Stored items from a collection

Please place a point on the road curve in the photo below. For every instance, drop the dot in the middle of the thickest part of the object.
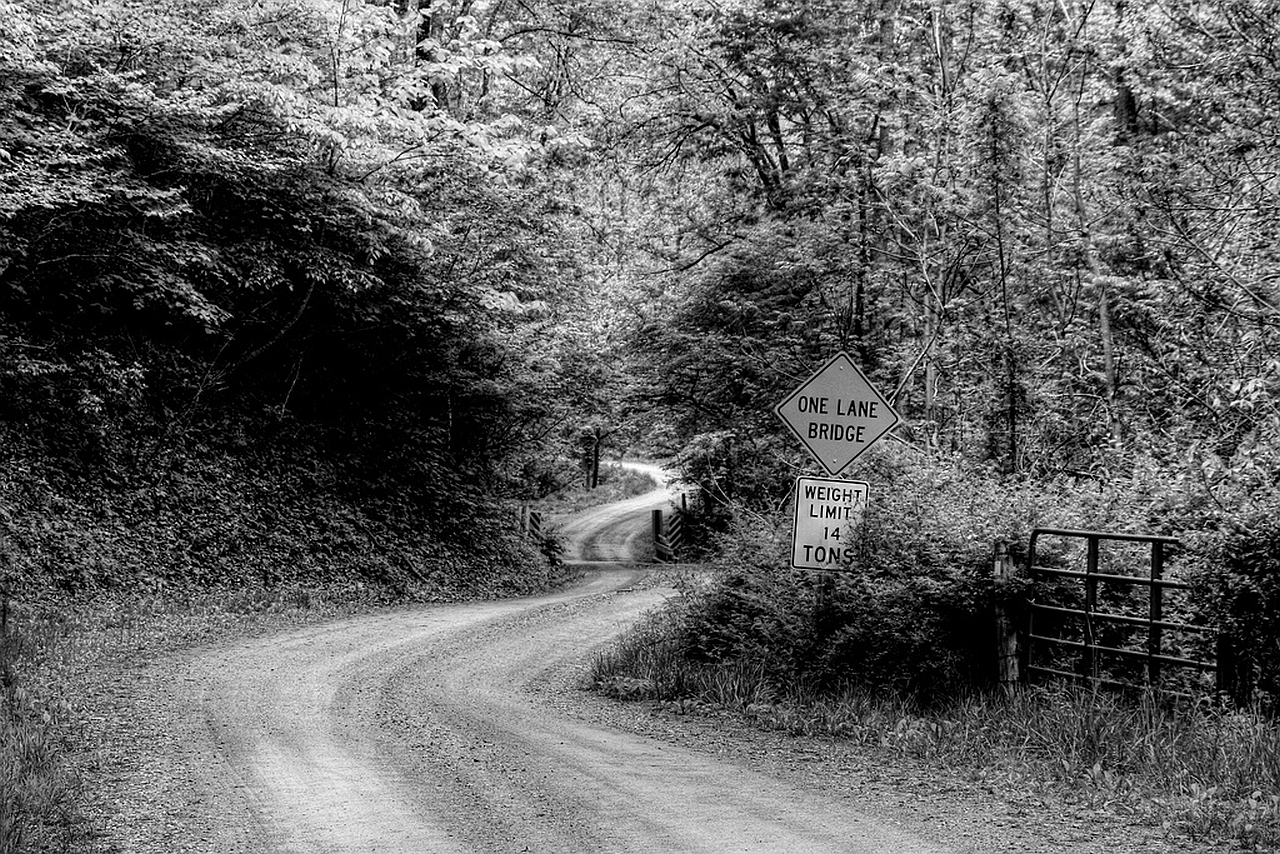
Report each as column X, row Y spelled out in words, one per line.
column 451, row 730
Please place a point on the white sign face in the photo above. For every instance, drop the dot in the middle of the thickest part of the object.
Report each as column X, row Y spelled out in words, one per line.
column 826, row 514
column 837, row 414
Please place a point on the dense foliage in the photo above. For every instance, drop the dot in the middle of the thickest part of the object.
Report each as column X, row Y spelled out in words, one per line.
column 268, row 278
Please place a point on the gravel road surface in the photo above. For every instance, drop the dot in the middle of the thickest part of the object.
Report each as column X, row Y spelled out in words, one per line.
column 461, row 727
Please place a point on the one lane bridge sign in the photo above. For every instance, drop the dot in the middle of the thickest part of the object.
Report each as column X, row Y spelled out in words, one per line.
column 837, row 414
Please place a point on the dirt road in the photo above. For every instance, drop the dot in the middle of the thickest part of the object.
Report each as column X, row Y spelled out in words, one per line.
column 451, row 729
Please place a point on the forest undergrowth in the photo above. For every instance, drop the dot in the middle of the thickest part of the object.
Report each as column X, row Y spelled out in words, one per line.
column 56, row 648
column 1201, row 771
column 896, row 653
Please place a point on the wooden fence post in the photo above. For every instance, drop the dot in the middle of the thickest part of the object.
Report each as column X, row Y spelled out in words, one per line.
column 661, row 544
column 1006, row 635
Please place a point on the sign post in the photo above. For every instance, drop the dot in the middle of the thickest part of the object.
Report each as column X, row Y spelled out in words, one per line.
column 837, row 415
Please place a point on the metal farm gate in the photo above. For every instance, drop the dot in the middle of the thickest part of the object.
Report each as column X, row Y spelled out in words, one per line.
column 1109, row 625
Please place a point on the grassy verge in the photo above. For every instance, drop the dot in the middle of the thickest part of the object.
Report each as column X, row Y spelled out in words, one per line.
column 1201, row 771
column 60, row 656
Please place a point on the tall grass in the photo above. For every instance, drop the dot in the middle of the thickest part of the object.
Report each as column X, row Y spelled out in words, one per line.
column 1202, row 770
column 53, row 653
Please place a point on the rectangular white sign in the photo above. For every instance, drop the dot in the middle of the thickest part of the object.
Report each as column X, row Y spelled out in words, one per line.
column 826, row 512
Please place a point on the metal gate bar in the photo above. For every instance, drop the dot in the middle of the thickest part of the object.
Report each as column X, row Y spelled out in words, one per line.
column 1153, row 622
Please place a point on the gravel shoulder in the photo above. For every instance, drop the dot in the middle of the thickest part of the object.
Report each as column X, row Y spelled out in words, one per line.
column 466, row 729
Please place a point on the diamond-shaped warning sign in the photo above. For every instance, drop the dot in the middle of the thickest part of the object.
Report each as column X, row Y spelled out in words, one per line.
column 837, row 414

» What you will do
Restate each of the entries above word for word and skip every image.

» Answer to the problem
Please place a point on the road curve in the photo below. For every instance, drop the dot in the middle of the thickest part of the object.
Report each as column X, row Y spelled out in words, one per line.
column 451, row 730
Please place a point on the white sign face in the photo above. For every instance, drop the dot in the middle of the thickest part of the object.
Report each as column X, row Y spelled out in words, one per line.
column 826, row 514
column 837, row 414
Please place a point on the dense foliage in the photo above. For every instance, drop the dot in the middle of the thickest part of the object.
Report each as column X, row Y spelled out in words, one per line.
column 268, row 278
Please place a point on the gravel road surface in the photo above. For every instance, drop the dot in the middle of the thickest part of the object.
Report each as column X, row Y spelled out in words, one per line.
column 461, row 727
Please place a point on the one lane bridge sign in the photo above. For every instance, drop the dot in the middle of the thickest part of the object.
Report each as column X, row Y spelled out in words, one per line.
column 837, row 414
Please place a point on the dirt road in the photo above. For every instance, drop the dot in the middle of the thickest part of the object.
Report each as column X, row Y spelled out in words, one per line.
column 451, row 729
Please place a point on the forest undergrowth in the photo above. For every instance, drop the dot in the middle of the thickest part of the object.
Report each as column X, row Y spelled out in words, one per line.
column 56, row 648
column 1201, row 771
column 896, row 653
Please place a point on the wooden fence post in the photo above. For every instance, drop the dot in the middle of the thickest part of the object.
Report each as column X, row Y spelled out in words, one per line.
column 661, row 544
column 1006, row 635
Please place a point on the sign post in the photo above. For every instance, drop the dot in the middle of the thickest part of the object.
Report each as column X, row Y spelled out in words, one per line.
column 837, row 415
Please place a point on the metal farm gate in the photo above. For every instance, drop the dot in the middle of the thickest part of the object.
Report each as column X, row Y spelled out in words, one per line.
column 1109, row 625
Please place a point on the grassy verge in the photo above. For every instance, drop the dot in the middle of the thickest part of the object.
Report each as column X, row Y spelled out in words, one per line.
column 1201, row 771
column 60, row 656
Please place a point on the tall grass in the photo above. For every instance, drop the dot in the middle of the thickest part of the object.
Report each as column X, row Y spelled out in words, one per line.
column 1202, row 770
column 53, row 653
Please place a point on the rectangular white sign in the photo above. For every instance, drop the dot in the middle of the thickest part of the object.
Report each as column X, row Y spelled out in words, one per line.
column 826, row 512
Please place a point on the metal gate bar in the photo above. For every instance, drop the dot in the middle of the thickest part of the object.
Report each as column X, row Y spelled out in words, one per line.
column 1153, row 622
Please place a point on the gravel shoulder in the photo above. For every instance, drop the dot in the middle of the thickest part of the object.
Report each as column X, row Y spelled out in words, one per line.
column 466, row 729
Please place a point on the diamond-shaped warning sign in the photo above. For every instance, drop the dot in the middle of the thickest part of the object.
Report each as column X, row Y spelled out in words, one per line.
column 837, row 414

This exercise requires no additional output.